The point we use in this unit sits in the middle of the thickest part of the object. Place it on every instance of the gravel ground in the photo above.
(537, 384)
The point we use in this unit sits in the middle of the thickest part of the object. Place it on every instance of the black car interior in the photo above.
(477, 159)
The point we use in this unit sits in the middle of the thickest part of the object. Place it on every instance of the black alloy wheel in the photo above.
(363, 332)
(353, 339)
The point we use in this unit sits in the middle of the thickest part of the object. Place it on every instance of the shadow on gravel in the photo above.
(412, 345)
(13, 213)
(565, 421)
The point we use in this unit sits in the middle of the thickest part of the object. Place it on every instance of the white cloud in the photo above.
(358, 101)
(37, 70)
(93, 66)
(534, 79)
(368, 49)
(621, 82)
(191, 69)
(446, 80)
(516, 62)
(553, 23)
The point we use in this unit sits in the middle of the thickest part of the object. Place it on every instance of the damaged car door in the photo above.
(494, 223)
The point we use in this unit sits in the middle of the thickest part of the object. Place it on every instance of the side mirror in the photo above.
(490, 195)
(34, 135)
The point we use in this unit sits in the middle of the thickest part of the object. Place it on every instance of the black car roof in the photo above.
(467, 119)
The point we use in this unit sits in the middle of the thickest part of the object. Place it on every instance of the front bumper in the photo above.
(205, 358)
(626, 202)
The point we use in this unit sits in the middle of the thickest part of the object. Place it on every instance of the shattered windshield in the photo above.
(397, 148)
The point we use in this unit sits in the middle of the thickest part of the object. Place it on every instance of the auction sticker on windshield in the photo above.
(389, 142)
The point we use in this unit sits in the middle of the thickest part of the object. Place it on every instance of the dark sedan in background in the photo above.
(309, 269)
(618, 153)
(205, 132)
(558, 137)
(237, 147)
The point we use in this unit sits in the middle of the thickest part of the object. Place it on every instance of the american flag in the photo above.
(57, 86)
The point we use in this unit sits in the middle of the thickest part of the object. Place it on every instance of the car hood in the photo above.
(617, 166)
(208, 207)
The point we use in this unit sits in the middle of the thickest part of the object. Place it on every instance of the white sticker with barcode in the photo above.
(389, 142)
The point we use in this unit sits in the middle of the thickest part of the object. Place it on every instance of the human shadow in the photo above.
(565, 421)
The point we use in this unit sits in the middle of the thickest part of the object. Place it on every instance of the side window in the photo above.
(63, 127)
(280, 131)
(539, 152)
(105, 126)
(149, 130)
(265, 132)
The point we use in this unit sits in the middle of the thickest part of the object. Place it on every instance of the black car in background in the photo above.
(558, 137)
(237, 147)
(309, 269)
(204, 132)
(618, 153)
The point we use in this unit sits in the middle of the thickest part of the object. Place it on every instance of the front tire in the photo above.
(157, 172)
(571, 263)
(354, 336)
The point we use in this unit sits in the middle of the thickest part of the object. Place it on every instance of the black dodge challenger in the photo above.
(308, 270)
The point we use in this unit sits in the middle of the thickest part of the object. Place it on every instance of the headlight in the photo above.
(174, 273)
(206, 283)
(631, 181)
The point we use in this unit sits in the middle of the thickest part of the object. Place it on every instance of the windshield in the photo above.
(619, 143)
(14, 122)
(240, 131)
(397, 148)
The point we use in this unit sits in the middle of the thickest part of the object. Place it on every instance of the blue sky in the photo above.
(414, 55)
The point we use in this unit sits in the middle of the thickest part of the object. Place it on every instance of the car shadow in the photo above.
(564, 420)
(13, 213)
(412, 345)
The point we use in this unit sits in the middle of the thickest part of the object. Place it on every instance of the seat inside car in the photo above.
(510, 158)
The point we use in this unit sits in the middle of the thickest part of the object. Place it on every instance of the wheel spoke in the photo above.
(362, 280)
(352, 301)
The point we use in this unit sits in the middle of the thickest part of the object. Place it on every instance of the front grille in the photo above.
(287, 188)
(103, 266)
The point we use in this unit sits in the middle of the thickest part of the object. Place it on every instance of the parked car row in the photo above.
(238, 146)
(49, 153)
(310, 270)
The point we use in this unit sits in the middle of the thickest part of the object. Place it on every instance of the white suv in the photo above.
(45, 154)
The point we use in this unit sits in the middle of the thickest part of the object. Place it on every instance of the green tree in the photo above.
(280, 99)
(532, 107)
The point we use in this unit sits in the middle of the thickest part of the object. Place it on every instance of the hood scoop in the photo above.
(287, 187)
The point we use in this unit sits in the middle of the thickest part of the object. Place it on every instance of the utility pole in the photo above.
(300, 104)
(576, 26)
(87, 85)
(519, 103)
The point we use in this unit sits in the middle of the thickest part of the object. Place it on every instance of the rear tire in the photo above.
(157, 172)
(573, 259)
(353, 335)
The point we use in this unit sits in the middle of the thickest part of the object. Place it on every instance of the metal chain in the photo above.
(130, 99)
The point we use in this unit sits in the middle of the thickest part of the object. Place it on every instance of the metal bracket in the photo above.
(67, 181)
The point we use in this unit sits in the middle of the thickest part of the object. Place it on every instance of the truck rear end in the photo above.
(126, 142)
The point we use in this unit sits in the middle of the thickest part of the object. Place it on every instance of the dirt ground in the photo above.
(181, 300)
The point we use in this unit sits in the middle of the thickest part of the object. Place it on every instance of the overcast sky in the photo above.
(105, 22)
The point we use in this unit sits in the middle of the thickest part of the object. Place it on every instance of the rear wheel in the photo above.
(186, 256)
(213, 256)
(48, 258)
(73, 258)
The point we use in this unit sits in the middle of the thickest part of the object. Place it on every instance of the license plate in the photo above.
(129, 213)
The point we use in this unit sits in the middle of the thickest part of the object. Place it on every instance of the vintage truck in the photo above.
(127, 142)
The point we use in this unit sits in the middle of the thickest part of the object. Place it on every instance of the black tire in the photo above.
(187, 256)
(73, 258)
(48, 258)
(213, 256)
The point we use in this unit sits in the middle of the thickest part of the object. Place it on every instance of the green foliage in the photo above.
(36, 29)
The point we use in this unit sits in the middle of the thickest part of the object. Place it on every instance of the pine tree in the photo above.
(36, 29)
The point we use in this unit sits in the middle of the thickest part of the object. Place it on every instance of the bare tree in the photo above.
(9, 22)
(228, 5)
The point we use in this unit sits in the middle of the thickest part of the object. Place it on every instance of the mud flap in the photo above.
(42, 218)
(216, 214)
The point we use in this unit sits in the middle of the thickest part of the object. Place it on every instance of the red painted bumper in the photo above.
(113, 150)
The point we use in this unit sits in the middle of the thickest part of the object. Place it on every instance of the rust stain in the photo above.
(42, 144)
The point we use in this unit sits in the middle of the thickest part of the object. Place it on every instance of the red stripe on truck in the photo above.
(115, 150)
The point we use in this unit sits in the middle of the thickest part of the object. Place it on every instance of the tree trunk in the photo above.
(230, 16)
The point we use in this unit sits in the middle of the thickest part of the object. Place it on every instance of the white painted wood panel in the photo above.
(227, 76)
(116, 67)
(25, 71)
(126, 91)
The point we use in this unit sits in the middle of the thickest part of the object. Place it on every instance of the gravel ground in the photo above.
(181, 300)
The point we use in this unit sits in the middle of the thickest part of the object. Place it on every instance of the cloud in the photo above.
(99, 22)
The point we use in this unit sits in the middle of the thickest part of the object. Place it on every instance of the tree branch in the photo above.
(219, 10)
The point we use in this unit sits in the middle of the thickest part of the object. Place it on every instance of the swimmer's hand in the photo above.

==============================

- [Instructions for the task]: Quote the listing in full, please, keeping every line exact.

- [Completed task]:
The point we use in this unit sits in the middle of the thickest part of the object. Place it on every instance of the gravel ground in the photo above.
(537, 384)
The point we use in this unit sits in the middle of the thickest part of the object. Place it on every instance of the black car interior in the photo above.
(477, 159)
The point we use in this unit sits in the middle of the thickest part of the object. Place it on every instance of the black alloy wheel in the photo above.
(363, 332)
(353, 339)
The point we use in this unit sits in the middle of the thickest part of the object. Place it on every instance of the shadow on gravel in the photo above.
(412, 345)
(13, 213)
(565, 421)
The point we use in this unit sits in the middle of the thickest part of the object. Place it on every instance of the white cloud in the photo above.
(358, 101)
(37, 70)
(93, 66)
(534, 79)
(368, 49)
(621, 82)
(191, 69)
(446, 80)
(516, 62)
(553, 23)
The point we use in this unit sits in the middle of the thickest part of the object. Place it on every instance of the damaged car door in the photo above.
(494, 223)
The point we use in this unit sits in the middle of the thickest part of the object. Place it on every instance of the side mirror in the photo above.
(490, 195)
(34, 135)
The point we use in this unit sits in the middle of the thickest part of the object. Place it on every instance of the black car roof in the photo above.
(467, 119)
The point we use in this unit sits in the middle of the thickest part of the object. Place it on every instance of the front bumper in the photo above.
(205, 358)
(626, 202)
The point we use in this unit sits in the middle of the thickest part of the object. Place it on every instance of the shattered windshield in the photo above.
(397, 148)
The point we use in this unit sits in the middle of the thickest part of the object. Place it on every instance of the auction sticker on windshield in the photo above.
(389, 142)
The point we use in this unit sits in the middle of the thickest part of the object. Place it on every instance of the dark sedan in background in the photo above.
(309, 269)
(618, 153)
(205, 132)
(558, 137)
(237, 147)
The point we use in this unit sits in the middle of the thickest part of the object. Place it on every instance of the american flag in the photo above.
(57, 86)
The point we use in this unit sits in the middle of the thickest part of the object. Place it on every instance of the car hood in the photo above.
(617, 166)
(208, 207)
The point we use in this unit sits in the middle of the thickest part of the object. Place it on every instance of the white sticker with barcode in the photo above.
(389, 142)
The point we use in this unit sits in the middle of the thickest part of the object. Place it on every instance of the human shadow in the photo above.
(565, 421)
The point we use in this unit sits in the middle of the thickest part of the object. Place it on every instance of the side window in the photo above.
(63, 127)
(280, 131)
(539, 152)
(105, 126)
(149, 130)
(265, 132)
The point we use in this unit sits in the middle of the thickest part of the object. Place it on every instance of the black car in background in the photo above.
(558, 137)
(237, 147)
(309, 269)
(204, 132)
(618, 153)
The point we use in this unit sits in the middle of the thickest part of the object. Place it on every instance of the front tire in the photo above.
(157, 172)
(571, 263)
(354, 336)
The point we use in this unit sits in the middle of the thickest part of the object. Place it on every instance of the black dodge challenger in the photo above.
(308, 270)
The point we use in this unit sits in the middle of the thickest part of the object. Place it on every instance of the headlight in the photo above.
(174, 273)
(206, 283)
(631, 181)
The point we use in this unit sits in the middle of the thickest part of the object. Place it on every instance of the windshield in the photo above.
(619, 143)
(14, 122)
(240, 131)
(397, 148)
The point we use in this unit sits in the middle of the thickest part of the object. Place it on every instance of the blue sky in the photo above.
(414, 55)
The point we use in this unit sits in the middle of the thickest part of the object. Place it on every instance of the car shadow in the photo above.
(564, 420)
(13, 213)
(412, 345)
The point we use in this unit sits in the middle of the thickest part of the object. Place it on every instance of the seat inside car in the photo above.
(510, 158)
The point we use in this unit sits in the middle of the thickest part of the object. Place it on every instance of the wheel spoke in the photo above.
(362, 280)
(352, 301)
The point we use in this unit sits in the middle of the thickest part of the object. Place it on every instance of the front grille in the photo above.
(287, 188)
(103, 266)
The point we use in this unit sits in the middle of the thickest part of the object. Place it on every instance of the parked car row in the photo above.
(238, 146)
(49, 153)
(310, 270)
The point we use in this unit sits in the middle of the thickest part of the object. Place it on every instance of the white suv in the photo above.
(45, 154)
The point we use in this unit sits in the middle of the thickest part of the object. Place it on every instance of the green tree in the photo above.
(280, 99)
(532, 107)
The point we use in this unit sits in the middle of the thickest part of the object. Place it on every instance of the hood scoop in the photo above.
(287, 187)
The point we use in this unit sits in the middle of the thickest part of the object. Place it on every instance of the utility pole in the photo above.
(300, 104)
(576, 26)
(87, 85)
(519, 103)
The point we use in this unit sits in the middle of the thickest part of the object. Place it on every instance of the rear tire in the photo above.
(157, 172)
(573, 259)
(353, 335)
The point we use in this unit sits in the middle of the thickest part of the object. Place it on every instance of the metal chain in the photo above.
(130, 99)
The point we use in this unit sits in the middle of the thickest part of the object. Place it on every instance of the metal bracket in the photo above.
(67, 181)
The point we use in this unit sits in the middle of the thickest part of the object. Place it on every instance of the truck rear end in the photo above.
(126, 142)
The point we use in this unit sits in the middle of the thickest part of the object. Place it on every instance of the dirt ground in the photo above.
(181, 300)
The point we use in this unit sits in the middle of the thickest part of the object. Place it on every instance of the overcast sky in the photo above.
(105, 22)
The point we use in this unit sits in the middle of the thickest part of the object. Place it on every instance of the rear wheel in the photo above.
(186, 256)
(213, 256)
(48, 258)
(73, 258)
The point we use in this unit sits in the middle of the thickest part of the object. Place it on every instance of the license plate in the photo above.
(129, 213)
The point we use in this unit sits in the middle of the thickest part of the object. Place it on every instance of the vintage truck in the photo above.
(127, 142)
The point we use in this unit sits in the middle of the thickest part of the object. Place it on every instance of the black tire in the photo above.
(187, 256)
(73, 258)
(48, 258)
(213, 256)
The point we use in this unit sits in the middle of the thickest part of the object. Place it on every instance of the green foliage in the photo above.
(36, 29)
The point we use in this unit sits in the middle of the thickest part of the object. Place it on every instance of the pine tree in the photo above.
(36, 29)
The point we use in this unit sits in the middle of the thickest part of the object. Place it on every instance of the bare tree in the photo above.
(9, 22)
(228, 5)
The point we use in this unit sits in the middle of the thickest part of the object. Place it on every instance of the mud flap in the photo above.
(42, 218)
(216, 214)
The point we use in this unit sits in the middle of the thickest part of the object. Place it on every instance of the red painted bumper in the photo above.
(113, 150)
The point we use in this unit sits in the middle of the thickest part of the object. Place it on every instance of the rust stain in the photo above.
(42, 144)
The point we use in this unit sits in the middle of the thickest part of the object. Place it on every instance of the red stripe on truck in the photo above.
(115, 150)
The point we use in this unit sits in the middle of the thickest part of the object. Place it on every instance of the tree trunk in the photo above.
(230, 16)
The point we use in this unit sits in the middle of the thickest part of the object. Place it on every instance of the white painted wood panel in the photo above.
(227, 76)
(116, 67)
(25, 71)
(126, 91)
The point we use in this unit sits in the middle of the thickest part of the object. Place it on every instance of the gravel ground in the photo above.
(181, 300)
The point we use in this unit sits in the middle of the thickest part of the object. Place it on every instance of the cloud in the photo above.
(99, 22)
The point we use in this unit sits in the middle of the thickest part of the object. Place it on every instance of the tree branch in the photo above.
(219, 10)
The point we use in this unit sits in the middle of the thickest part of the object. Place it on every instance of the swimmer's hand in the photo above.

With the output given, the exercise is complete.